* [Given records]
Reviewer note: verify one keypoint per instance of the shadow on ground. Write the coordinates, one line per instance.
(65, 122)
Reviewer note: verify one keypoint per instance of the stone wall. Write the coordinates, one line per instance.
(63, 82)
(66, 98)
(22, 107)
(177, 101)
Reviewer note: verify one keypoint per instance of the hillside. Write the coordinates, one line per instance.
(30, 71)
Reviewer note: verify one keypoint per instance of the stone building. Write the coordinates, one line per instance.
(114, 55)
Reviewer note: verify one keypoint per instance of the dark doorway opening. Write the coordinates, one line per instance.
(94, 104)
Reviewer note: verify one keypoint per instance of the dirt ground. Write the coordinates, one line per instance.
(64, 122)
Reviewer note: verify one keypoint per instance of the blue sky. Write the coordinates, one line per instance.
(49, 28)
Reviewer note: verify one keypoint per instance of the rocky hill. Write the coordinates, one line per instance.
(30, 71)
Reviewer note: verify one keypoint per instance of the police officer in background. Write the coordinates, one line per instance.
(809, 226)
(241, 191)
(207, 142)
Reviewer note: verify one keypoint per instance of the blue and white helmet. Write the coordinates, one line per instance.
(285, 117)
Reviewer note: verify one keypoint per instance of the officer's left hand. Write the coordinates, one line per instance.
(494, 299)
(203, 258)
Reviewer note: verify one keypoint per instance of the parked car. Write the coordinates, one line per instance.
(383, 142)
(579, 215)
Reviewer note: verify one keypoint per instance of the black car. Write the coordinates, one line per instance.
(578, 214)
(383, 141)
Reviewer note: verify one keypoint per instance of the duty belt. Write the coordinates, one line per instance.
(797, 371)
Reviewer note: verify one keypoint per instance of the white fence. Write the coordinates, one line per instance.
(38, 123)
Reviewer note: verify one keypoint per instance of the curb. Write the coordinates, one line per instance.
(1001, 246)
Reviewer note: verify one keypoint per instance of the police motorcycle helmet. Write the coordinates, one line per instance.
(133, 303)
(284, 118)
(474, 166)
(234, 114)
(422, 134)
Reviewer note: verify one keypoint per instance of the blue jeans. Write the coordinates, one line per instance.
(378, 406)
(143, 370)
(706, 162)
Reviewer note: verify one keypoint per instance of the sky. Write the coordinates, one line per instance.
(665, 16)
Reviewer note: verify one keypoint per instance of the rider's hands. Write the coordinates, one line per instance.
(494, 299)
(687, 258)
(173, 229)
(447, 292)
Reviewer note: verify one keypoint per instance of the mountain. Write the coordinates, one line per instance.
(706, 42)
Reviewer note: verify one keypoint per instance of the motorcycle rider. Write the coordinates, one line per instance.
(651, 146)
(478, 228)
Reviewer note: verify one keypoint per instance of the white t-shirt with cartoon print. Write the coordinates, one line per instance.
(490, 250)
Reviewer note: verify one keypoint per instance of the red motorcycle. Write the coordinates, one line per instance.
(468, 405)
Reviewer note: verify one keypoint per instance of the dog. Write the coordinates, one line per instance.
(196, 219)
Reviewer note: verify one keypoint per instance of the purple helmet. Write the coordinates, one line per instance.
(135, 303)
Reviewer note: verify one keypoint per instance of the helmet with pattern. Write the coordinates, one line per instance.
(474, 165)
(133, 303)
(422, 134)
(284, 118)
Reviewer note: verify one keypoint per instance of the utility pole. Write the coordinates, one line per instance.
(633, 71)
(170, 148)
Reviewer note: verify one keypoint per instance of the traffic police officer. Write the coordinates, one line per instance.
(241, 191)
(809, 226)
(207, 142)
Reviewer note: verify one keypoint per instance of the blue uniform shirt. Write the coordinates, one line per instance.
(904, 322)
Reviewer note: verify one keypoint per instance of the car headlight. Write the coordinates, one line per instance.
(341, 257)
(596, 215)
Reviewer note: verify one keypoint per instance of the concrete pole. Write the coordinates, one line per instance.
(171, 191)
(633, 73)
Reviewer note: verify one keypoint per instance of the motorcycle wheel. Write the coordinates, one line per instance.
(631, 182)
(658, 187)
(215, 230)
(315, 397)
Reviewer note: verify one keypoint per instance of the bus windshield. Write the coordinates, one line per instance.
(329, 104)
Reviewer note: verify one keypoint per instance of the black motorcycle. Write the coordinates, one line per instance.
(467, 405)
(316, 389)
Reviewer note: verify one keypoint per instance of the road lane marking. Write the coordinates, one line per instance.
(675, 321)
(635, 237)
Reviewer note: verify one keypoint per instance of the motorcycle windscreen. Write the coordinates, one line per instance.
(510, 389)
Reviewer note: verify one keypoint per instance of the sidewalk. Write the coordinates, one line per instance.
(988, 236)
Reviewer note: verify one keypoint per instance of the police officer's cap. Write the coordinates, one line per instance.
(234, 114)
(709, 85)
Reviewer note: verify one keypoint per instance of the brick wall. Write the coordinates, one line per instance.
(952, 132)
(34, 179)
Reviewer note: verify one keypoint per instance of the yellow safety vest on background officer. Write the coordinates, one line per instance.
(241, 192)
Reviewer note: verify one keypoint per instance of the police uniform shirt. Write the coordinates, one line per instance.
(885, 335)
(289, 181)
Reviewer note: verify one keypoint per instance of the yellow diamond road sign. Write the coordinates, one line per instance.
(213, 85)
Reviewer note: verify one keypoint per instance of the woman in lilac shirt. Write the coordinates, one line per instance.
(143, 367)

* [What is needed]
Render all of the material above as a JSON list of strings, with one string per line and no blank lines.

* [Final result]
[
  "Reviewer note: verify one keypoint per instance of the shadow on ground. Write the coordinates, one line per instance.",
  "(65, 122)",
  "Reviewer note: verify one keypoint per instance of the stone wall. Write the coordinates, one line per instance.",
  "(63, 82)",
  "(66, 98)",
  "(22, 107)",
  "(177, 101)",
  "Reviewer note: verify one keypoint per instance of the hillside. Write the coordinates, one line per instance.",
  "(30, 71)",
  "Reviewer note: verify one keypoint per instance of the stone building. Write the coordinates, one line per instance.",
  "(114, 55)",
  "Reviewer note: verify one keypoint per instance of the dark doorway opening. Write the coordinates, one line per instance.",
  "(94, 104)",
  "Reviewer note: verify one keypoint per instance of the dirt ground. Write the coordinates, one line per instance.",
  "(64, 122)",
  "Reviewer note: verify one keypoint per instance of the blue sky. Write the coordinates, one line per instance.",
  "(49, 28)",
  "Reviewer note: verify one keypoint per instance of the rocky hill. Write the coordinates, one line per instance.",
  "(30, 71)",
  "Reviewer note: verify one keypoint per instance of the police officer in background. Write the coordinates, one line per instance.",
  "(809, 226)",
  "(241, 191)",
  "(207, 142)",
  "Reviewer note: verify one keypoint per instance of the blue and white helmet. Write the coordinates, one line per instance.",
  "(285, 117)",
  "Reviewer note: verify one keypoint per instance of the officer's left hand. Write the coordinates, one line per instance.",
  "(494, 299)",
  "(203, 258)",
  "Reviewer note: verify one keypoint per instance of the parked car. Write the coordinates, one line per instance.",
  "(383, 142)",
  "(579, 215)",
  "Reviewer note: verify one keypoint per instance of the black car. Write the coordinates, one line per instance.",
  "(578, 214)",
  "(383, 141)",
  "Reviewer note: verify one keypoint per instance of the duty belt. Write the coordinates, one line per instance.",
  "(797, 371)",
  "Reviewer note: verify one keypoint per instance of the white fence. Write the coordinates, one line per instance.",
  "(38, 123)",
  "Reviewer note: verify one keypoint per instance of the curb. Write the coordinates, one line per instance.",
  "(1001, 246)",
  "Reviewer note: verify one keypoint per instance of the police motorcycle helmet. Write the coordinates, one line per instance.",
  "(133, 303)",
  "(284, 118)",
  "(474, 166)",
  "(234, 114)",
  "(422, 134)",
  "Reviewer note: verify one keypoint per instance of the blue jeans. Write the coordinates, one line per instance.",
  "(378, 406)",
  "(143, 370)",
  "(706, 162)",
  "Reviewer note: verify one keypoint per instance of the sky. Write the coordinates, one line per instance.",
  "(665, 16)",
  "Reviewer note: verify one keypoint per instance of the rider's hands. Write the coordinates, one line per instance.",
  "(494, 299)",
  "(687, 258)",
  "(173, 229)",
  "(447, 292)",
  "Reviewer note: verify one keypoint per instance of the mountain. Write the coordinates, one line per instance.",
  "(706, 42)",
  "Reviewer note: verify one keypoint per instance of the motorcycle rider. Write the coordinates, one line per instance.",
  "(651, 146)",
  "(478, 228)",
  "Reviewer note: verify one keypoint per instance of the white t-shirt with cartoon print. Write the coordinates, one line per instance.",
  "(490, 250)",
  "Reviewer note: verify one keypoint per instance of the red motorcycle. Write the coordinates, one line per instance.",
  "(468, 405)",
  "Reviewer note: verify one keypoint per instance of the dog. Write the coordinates, one line per instance.",
  "(196, 219)",
  "Reviewer note: verify one keypoint per instance of the purple helmet. Write the coordinates, one line per instance.",
  "(135, 303)",
  "Reviewer note: verify one keypoint per instance of the helmet with pattern. Write the coordinates, one line per instance.",
  "(474, 165)",
  "(133, 303)",
  "(422, 134)",
  "(284, 118)",
  "Reviewer note: verify one keypoint per instance of the utility pole. Write the coordinates, one line per instance.",
  "(633, 71)",
  "(170, 148)",
  "Reviewer note: verify one keypoint per instance of the traffic police officer. Write the coordinates, one line per instance.",
  "(241, 191)",
  "(809, 226)",
  "(207, 142)",
  "Reviewer note: verify one keypoint per instance of the blue uniform shirt. Write the coordinates, one line per instance.",
  "(904, 322)",
  "Reviewer note: verify one keypoint per instance of the car headlight. Write the coordinates, one line per instance.",
  "(341, 257)",
  "(596, 215)",
  "Reviewer note: verify one keypoint per instance of the concrete pole. Write the coordinates, one line per instance.",
  "(171, 191)",
  "(633, 73)",
  "Reviewer note: verify one keypoint per instance of the motorcycle wheel. Write the coordinates, one line per instance.",
  "(631, 182)",
  "(658, 187)",
  "(215, 230)",
  "(315, 397)",
  "Reviewer note: verify one keypoint per instance of the bus windshield. Write the coordinates, one line per instance.",
  "(329, 104)",
  "Reviewer note: verify one keypoint per instance of the black motorcycle. Write the coordinates, one line per instance.",
  "(467, 405)",
  "(316, 389)",
  "Reviewer note: verify one keypoint per instance of the road lane marking. Write the coordinates, one line per instance.",
  "(675, 321)",
  "(635, 237)",
  "Reviewer note: verify one keypoint per instance of the motorcycle windscreen. Write the coordinates, one line per instance.",
  "(510, 389)",
  "Reviewer note: verify one keypoint per instance of the sidewalk. Write the coordinates, one line per instance.",
  "(988, 236)",
  "Reviewer note: verify one keypoint per instance of the police officer's cap. Write the coordinates, one line per instance.",
  "(234, 114)",
  "(709, 85)",
  "Reviewer note: verify one keypoint per instance of the brick wall. Write the coordinates, one line per instance.",
  "(952, 132)",
  "(34, 179)",
  "Reviewer note: verify one keypoint per instance of the yellow safety vest on background officer. Write the coordinates, one line per instance.",
  "(241, 192)",
  "Reviewer note: verify one keypoint per instance of the police uniform shirt. Write the coordinates, one line per instance.",
  "(885, 335)",
  "(289, 181)",
  "Reviewer note: verify one keypoint per instance of the yellow diamond road sign. Write the coordinates, one line per instance.",
  "(213, 85)",
  "Reviewer note: verify one keypoint per instance of the woman in lilac shirt. Write the coordinates, one line per instance.",
  "(143, 367)"
]